• **WHAT YOU ARE ASKED TO DO**
Locate each line in the rows below that contains the string "target" and copy those lines out in full.

• **LISTED ENTRIES**

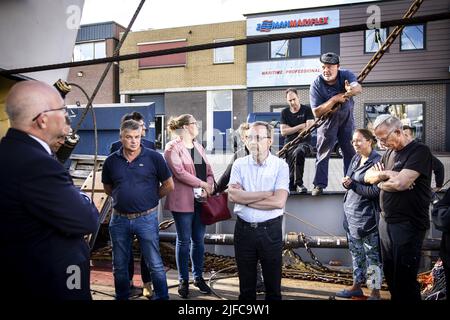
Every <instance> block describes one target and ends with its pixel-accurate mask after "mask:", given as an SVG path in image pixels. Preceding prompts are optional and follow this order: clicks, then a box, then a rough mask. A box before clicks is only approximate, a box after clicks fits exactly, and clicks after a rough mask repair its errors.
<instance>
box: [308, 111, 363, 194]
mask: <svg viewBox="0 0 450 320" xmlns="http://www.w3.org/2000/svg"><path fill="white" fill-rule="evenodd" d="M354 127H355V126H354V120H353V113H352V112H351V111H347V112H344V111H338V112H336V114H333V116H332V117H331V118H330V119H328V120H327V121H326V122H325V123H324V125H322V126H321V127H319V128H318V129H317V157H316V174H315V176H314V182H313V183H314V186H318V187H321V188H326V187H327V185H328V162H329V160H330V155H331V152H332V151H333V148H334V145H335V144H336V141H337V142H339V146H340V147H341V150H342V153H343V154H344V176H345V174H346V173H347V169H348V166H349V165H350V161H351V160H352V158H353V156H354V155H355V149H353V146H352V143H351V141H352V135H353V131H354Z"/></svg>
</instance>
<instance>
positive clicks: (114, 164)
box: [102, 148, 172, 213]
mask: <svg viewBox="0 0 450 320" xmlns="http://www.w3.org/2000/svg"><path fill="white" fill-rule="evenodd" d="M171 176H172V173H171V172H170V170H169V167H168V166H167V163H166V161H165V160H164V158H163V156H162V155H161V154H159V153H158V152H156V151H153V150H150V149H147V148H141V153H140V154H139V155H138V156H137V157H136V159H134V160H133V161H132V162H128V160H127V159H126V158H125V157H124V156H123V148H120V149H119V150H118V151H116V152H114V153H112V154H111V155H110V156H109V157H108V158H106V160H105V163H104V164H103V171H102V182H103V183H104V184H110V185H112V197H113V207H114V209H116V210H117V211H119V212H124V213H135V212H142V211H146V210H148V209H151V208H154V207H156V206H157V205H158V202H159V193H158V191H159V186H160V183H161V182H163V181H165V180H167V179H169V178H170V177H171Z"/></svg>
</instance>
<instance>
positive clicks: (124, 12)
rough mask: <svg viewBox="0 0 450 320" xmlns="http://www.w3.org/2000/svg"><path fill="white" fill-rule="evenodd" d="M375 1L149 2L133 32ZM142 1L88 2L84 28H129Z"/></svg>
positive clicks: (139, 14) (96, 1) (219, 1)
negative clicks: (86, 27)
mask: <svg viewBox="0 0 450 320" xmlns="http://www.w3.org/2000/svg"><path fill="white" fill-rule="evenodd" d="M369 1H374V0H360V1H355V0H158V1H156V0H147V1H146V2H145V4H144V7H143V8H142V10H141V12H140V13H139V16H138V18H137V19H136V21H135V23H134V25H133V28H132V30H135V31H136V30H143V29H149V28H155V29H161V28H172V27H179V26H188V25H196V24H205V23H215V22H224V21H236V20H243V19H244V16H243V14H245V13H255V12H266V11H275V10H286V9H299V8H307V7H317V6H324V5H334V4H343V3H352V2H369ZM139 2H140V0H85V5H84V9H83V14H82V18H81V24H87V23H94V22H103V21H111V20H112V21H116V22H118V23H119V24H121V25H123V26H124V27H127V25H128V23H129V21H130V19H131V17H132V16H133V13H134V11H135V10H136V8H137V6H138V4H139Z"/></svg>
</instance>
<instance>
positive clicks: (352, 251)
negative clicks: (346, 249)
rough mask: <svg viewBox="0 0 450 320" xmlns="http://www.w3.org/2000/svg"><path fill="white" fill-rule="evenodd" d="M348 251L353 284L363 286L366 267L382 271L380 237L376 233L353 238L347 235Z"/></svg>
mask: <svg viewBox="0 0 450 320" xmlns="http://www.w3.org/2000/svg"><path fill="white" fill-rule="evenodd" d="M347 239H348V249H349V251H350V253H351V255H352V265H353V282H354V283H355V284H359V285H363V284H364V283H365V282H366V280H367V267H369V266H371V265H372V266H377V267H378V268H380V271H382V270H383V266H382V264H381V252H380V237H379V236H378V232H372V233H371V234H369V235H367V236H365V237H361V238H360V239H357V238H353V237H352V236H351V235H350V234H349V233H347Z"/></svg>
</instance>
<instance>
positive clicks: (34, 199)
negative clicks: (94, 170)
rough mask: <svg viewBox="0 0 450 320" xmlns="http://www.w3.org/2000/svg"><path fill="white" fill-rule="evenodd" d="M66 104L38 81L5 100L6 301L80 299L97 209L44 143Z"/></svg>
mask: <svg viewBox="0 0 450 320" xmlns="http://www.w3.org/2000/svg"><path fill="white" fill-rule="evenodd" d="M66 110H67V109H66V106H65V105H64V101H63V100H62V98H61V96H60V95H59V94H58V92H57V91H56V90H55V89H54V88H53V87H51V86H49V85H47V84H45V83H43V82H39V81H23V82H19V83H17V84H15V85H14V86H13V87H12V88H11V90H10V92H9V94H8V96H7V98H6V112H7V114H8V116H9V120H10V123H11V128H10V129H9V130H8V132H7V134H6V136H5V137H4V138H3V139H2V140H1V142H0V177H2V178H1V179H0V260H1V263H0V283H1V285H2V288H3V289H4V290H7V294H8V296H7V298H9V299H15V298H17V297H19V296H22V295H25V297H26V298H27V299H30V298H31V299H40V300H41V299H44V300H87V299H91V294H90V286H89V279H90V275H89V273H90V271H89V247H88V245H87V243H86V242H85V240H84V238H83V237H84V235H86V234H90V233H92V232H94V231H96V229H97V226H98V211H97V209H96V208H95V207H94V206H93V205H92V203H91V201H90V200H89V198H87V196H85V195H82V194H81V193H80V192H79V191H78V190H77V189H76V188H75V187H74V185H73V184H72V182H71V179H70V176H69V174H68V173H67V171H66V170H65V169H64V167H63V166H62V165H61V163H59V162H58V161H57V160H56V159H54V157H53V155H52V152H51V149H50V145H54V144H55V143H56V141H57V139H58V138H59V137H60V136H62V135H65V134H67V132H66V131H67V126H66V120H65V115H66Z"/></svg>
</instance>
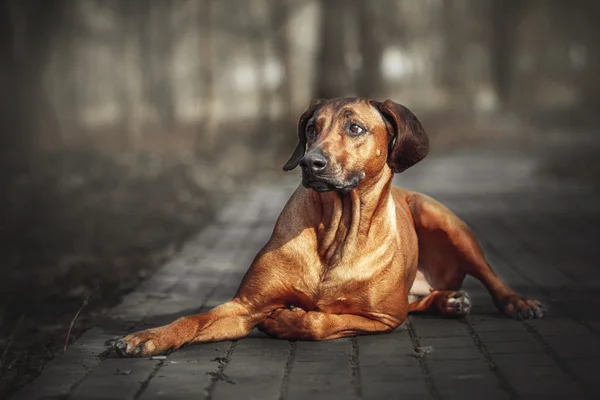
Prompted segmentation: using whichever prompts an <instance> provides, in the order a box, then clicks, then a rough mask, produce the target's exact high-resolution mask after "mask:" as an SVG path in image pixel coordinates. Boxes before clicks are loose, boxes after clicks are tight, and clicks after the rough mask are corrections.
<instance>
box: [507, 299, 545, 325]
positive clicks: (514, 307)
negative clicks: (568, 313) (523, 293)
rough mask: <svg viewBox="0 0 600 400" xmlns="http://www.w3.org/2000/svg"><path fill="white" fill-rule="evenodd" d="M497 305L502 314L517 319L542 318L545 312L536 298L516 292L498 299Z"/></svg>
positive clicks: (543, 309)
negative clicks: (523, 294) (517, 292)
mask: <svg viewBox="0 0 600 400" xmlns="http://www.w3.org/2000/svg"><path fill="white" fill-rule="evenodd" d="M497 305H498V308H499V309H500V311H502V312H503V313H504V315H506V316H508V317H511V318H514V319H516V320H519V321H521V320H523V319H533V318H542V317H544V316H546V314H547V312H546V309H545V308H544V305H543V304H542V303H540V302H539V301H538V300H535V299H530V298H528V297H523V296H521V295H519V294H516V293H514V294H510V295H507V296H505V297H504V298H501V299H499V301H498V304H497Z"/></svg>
---
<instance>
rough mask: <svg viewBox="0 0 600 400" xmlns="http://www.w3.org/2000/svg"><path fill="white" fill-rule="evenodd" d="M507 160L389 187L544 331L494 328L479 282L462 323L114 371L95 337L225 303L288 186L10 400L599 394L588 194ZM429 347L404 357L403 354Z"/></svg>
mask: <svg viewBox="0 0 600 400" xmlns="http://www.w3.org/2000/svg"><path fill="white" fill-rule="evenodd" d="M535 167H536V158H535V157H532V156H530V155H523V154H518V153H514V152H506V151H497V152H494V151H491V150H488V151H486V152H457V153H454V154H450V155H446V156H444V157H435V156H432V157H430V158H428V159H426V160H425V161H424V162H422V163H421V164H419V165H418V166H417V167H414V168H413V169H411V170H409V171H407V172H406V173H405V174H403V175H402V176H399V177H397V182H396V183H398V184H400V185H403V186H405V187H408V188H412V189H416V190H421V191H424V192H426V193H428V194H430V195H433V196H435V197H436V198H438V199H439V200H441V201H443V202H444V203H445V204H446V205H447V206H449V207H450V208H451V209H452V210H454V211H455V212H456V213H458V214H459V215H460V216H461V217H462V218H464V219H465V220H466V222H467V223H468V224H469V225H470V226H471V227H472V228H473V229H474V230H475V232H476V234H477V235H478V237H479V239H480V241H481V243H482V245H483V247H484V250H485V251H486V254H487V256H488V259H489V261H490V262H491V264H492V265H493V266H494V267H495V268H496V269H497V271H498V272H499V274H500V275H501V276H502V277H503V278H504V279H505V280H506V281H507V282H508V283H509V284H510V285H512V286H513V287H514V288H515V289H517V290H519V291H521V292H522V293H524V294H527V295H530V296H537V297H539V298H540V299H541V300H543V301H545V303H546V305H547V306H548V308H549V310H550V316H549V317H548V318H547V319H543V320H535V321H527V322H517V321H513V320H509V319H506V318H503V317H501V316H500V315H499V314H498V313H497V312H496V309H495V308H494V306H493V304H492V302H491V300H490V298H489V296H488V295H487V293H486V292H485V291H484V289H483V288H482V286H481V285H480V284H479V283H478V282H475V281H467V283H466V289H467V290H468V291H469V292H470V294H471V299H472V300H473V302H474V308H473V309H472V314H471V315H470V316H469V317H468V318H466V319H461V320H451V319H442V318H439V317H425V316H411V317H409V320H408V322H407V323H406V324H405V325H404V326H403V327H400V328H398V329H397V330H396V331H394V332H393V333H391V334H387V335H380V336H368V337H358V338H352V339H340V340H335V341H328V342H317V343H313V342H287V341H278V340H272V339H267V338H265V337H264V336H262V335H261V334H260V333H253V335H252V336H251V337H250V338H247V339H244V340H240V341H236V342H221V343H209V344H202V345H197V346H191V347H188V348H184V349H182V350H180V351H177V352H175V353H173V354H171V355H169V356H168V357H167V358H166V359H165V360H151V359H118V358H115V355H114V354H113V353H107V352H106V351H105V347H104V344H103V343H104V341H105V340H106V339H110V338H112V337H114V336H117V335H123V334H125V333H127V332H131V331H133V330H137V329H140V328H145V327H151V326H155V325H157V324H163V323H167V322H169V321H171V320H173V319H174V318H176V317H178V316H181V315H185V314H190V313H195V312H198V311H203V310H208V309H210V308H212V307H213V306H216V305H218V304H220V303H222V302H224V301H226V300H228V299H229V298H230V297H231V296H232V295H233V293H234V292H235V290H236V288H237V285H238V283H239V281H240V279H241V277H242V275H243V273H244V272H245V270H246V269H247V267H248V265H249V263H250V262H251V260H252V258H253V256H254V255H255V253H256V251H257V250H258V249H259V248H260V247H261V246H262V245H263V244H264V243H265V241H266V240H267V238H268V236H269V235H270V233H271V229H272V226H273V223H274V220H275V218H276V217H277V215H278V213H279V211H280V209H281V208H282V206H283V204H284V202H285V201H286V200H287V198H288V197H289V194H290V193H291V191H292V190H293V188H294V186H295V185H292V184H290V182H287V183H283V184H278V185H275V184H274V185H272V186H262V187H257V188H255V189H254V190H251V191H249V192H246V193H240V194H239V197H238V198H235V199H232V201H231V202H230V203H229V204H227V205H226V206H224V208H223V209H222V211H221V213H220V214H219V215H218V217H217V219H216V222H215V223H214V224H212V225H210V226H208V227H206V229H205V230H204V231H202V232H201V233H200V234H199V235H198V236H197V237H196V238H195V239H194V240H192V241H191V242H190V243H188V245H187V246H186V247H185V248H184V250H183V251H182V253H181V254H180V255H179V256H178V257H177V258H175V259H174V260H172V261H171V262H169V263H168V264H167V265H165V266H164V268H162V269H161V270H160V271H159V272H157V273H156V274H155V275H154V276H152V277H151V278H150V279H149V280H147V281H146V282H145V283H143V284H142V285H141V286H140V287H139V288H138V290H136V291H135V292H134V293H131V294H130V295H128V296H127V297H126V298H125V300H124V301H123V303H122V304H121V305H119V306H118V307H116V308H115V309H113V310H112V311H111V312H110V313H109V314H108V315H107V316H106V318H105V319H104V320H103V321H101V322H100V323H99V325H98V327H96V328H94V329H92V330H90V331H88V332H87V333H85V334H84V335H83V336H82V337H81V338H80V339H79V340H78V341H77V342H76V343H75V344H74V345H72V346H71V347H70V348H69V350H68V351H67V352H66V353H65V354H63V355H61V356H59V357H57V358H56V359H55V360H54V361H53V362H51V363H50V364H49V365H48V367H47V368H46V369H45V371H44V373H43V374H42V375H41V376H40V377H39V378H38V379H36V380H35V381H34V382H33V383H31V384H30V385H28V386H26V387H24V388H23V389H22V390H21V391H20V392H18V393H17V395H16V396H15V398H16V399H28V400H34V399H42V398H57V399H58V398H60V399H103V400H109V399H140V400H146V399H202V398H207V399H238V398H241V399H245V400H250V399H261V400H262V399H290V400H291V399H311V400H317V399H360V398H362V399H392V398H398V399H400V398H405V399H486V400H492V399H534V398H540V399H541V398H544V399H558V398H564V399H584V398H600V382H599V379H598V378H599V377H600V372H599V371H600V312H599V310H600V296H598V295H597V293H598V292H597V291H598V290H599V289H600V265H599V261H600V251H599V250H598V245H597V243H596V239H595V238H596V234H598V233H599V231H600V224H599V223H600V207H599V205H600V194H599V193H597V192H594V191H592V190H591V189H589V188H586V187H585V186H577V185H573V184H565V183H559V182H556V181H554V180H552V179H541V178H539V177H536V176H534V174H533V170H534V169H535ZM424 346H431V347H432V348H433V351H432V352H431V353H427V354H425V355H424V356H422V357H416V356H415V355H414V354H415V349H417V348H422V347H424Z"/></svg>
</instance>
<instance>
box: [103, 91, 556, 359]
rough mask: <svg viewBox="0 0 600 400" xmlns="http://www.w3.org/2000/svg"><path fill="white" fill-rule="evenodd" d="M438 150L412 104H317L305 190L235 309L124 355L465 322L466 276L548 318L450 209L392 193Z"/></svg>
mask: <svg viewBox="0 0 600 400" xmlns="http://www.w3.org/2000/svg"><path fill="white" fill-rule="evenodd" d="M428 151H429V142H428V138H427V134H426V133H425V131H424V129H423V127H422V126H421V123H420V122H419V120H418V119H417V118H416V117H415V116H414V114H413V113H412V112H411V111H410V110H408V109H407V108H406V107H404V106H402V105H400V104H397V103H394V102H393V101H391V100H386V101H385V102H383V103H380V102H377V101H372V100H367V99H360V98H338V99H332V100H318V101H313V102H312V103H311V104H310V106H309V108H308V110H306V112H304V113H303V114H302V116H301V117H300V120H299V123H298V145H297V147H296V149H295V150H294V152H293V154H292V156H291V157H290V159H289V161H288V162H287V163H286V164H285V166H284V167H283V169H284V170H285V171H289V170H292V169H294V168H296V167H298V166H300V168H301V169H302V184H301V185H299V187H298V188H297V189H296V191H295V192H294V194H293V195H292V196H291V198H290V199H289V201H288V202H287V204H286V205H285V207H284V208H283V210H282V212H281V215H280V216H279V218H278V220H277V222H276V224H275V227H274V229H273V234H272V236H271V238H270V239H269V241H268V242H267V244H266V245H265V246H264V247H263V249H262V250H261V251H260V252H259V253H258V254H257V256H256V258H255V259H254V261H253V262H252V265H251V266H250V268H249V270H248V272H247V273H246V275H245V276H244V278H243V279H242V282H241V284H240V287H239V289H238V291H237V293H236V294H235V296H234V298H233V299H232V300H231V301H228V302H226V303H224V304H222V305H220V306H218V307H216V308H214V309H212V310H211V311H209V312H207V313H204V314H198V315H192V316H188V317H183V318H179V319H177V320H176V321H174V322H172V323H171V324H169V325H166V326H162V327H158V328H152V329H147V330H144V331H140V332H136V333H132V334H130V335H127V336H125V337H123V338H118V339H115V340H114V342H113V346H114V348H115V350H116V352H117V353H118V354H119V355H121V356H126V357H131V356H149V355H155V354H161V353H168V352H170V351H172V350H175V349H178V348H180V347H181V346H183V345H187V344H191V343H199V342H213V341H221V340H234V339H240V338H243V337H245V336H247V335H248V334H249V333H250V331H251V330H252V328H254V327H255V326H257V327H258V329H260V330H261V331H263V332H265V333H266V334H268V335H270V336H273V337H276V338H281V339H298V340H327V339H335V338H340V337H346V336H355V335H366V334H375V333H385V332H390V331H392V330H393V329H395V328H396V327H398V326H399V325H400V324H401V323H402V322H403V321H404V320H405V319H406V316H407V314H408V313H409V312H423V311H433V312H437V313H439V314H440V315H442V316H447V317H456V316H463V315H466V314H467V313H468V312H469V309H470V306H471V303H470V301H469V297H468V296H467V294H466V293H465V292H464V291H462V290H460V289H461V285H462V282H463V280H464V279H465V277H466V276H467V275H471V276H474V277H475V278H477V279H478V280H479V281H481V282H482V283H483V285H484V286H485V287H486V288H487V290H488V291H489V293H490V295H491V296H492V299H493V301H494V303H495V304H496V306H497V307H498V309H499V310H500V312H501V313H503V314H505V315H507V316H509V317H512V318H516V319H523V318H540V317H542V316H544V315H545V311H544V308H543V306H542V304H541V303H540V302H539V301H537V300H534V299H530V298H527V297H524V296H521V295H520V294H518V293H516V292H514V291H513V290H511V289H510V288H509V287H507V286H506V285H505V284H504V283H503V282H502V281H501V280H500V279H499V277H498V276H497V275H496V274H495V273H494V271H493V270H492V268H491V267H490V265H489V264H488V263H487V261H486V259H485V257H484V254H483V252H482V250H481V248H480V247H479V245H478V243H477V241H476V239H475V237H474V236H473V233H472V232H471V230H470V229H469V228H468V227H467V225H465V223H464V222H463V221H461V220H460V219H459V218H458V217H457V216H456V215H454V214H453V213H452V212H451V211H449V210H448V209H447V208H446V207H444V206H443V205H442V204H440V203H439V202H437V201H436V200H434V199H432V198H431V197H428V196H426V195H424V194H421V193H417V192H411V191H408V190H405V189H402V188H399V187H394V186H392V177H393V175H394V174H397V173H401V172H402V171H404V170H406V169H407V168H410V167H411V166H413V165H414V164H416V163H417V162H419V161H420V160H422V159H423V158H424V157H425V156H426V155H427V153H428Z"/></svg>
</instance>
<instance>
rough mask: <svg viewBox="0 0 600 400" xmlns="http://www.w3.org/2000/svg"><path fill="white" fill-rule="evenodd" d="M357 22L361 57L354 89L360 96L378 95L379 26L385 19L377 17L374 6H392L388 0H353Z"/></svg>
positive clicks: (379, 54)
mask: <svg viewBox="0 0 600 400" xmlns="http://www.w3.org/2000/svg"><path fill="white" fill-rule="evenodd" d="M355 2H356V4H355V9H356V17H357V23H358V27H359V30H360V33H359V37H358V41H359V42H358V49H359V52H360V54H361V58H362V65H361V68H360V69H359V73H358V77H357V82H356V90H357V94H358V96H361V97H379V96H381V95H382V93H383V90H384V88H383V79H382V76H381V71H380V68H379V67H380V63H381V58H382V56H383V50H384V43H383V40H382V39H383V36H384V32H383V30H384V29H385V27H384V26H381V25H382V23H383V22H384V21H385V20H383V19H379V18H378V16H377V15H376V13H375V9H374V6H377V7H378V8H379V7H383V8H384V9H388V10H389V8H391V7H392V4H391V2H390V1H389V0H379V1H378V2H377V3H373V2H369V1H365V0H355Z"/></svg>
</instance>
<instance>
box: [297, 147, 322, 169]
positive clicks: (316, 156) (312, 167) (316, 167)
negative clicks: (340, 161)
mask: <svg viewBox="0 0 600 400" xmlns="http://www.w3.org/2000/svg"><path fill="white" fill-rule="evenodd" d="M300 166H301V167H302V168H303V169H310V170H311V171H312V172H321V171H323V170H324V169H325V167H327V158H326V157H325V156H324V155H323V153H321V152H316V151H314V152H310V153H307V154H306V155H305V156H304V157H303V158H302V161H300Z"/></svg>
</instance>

• **SOLVED EXERCISE**
Every <instance> block describes one target and ends with its pixel-accurate mask after "mask:", given as an SVG path in image pixels. Preceding prompts are optional and follow this order: clicks, then a box, then a rough mask. A box before clicks is only approximate, a box after clicks fits exactly, and clicks after a rough mask repair its errors.
Prompted segmentation: using whichever prompts an <instance> provides, in the order a box, then clicks, then a rough mask, produce the target's exact high-resolution mask after "mask:" as an SVG path in image pixel coordinates. Boxes before clicks are loose, boxes after clicks are tight, and clicks after the rough mask are corrections.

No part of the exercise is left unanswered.